# Start of Page

= Frank Tatlow =

General manager Midlands Railway

Frank Tatlow (1861–1934) was general manager of the Midland Railway from 1918 to 1922.

==Career==
His career started in April 1875 when he entered the general manager's office of the Midland Railway at Derby. In 1903 he was made assistant-general manager, replacing T.W. Wells who had been promoted to general traffic superintendent. In 1908 he became parliamentary assistant to the general manager, and in 1915 Assistant general manager.

He was made a Commander of the Order of the British Empire in the 1918 New Year Honours.

On the retirement of Guy Granet he succeeded to the position of general manager towards the end of 1918.

After retirement from the Midland Railway on 31 December 1918 he was appointed a member of the Northern Counties Committee in Ireland, and a director representing the London, Midland and Scottish Railway (LMS) on the Cheshire Lines Committee. In 1925 he was appointed as a consultant to the general manager and to the board of the LMS.

# End of Page
# Start of Supplied records

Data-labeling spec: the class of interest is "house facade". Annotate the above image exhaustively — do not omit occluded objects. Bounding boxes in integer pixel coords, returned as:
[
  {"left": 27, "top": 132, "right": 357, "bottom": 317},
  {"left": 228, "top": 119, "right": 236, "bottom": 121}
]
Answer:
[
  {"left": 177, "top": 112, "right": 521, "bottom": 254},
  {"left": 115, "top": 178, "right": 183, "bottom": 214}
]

# End of Supplied records

» Short problem A: Pull out the passage of the Frank Tatlow biography from "Frank Tatlow (1861–1934)" up to and including "Assistant general manager.".
» Short problem B:
Answer these from the Frank Tatlow biography:
(i) In what month and year did he enter the general manager's office at Derby?
(ii) Whom did he replace as assistant-general manager in 1903?
(iii) What honor did he receive in the 1918 New Year Honours?
The rows have no connection to the Frank Tatlow biography.

» Complete response A:
Frank Tatlow (1861–1934) was general manager of the Midland Railway from 1918 to 1922.

==Career==
His career started in April 1875 when he entered the general manager's office of the Midland Railway at Derby. In 1903 he was made assistant-general manager, replacing T.W. Wells who had been promoted to general traffic superintendent. In 1908 he became parliamentary assistant to the general manager, and in 1915 Assistant general manager.

» Complete response B:
(i) April 1875
(ii) T.W. Wells
(iii) Commander of the Order of the British Empire